So there should not be any problem with future upgrades? But 1100D reviews are not good so is it justified to take a cam for the extra lenses i am getting as bundle?? Sorry for irritating you all but i am noob, with camera.


----------



## sujoyp (Jun 17, 2013)

look it as this way...u r getting a not-so-good DSLR free with nice lenses  soo u can upgrade to a better body later


----------



## nikku_hot123 (Jun 17, 2013)

sujoyp said:


> look it as this way...u r getting a not-so-good DSLR free with nice lenses  soo u can upgrade to a better body later



^^ ok thanks. I will go with u guys but what will be the resale condition n value of 1100D after a year??


----------



## sujoyp (Jun 17, 2013)

since 1100D is selling for 18k as kit now days ....I will say u have to sell it for around 12k after an year as kit or 10k for body only


----------



## raja manuel (Jun 17, 2013)

You don't necessarily have to change the DSLR. You can buy another second hand body later (e.g. 550D) and put one lens on each body, thus saving the time to switch lenses (and other settings). If you like to cover events you will love this flexibility.

Don't think of this as buying a camera with a lens bundle. At this price this is more like buying lenses with a camera thrown in as extra – and remember that lenses are an investment while camera bodies are only an expenditure. Once you get the kit in your hands you may, like many others before you, discover that even a 1100D is more body than you can handle until you upgrade your skills significantly and rather than a more advanced body, what you need to get is a good flash, tripod, more lenses, CPL, etc., etc. I know enthusiasts who have set up entire studios in their homes with strobes, reflectors, etc., but only have a 1100D body because upgrading the body will not give them a better picture.

......

§ **Exercises to complete**:
[1] In the camera thread, what resale price is suggested for a 1100D after a year?
[2] Render this sentence from the camera thread in Spanish: "If you like to cover events you will love this flexibility."
[3] Return the passage of the camera thread starting with "since 1100D is" and going on through "love this flexibility.".

§ **Source material**:
......

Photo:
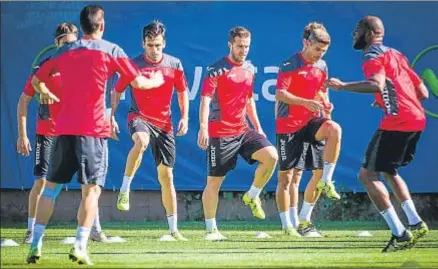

......

§ **Full answers**:
[1] Around 12k as a kit, or 10k for the body only.

[2] Si te gusta cubrir eventos, te encantará esta flexibilidad.

[3]
since 1100D is selling for 18k as kit now days ....I will say u have to sell it for around 12k after an year as kit or 10k for body only


----------



## raja manuel (Jun 17, 2013)

You don't necessarily have to change the DSLR. You can buy another second hand body later (e.g. 550D) and put one lens on each body, thus saving the time to switch lenses (and other settings). If you like to cover events you will love this flexibility.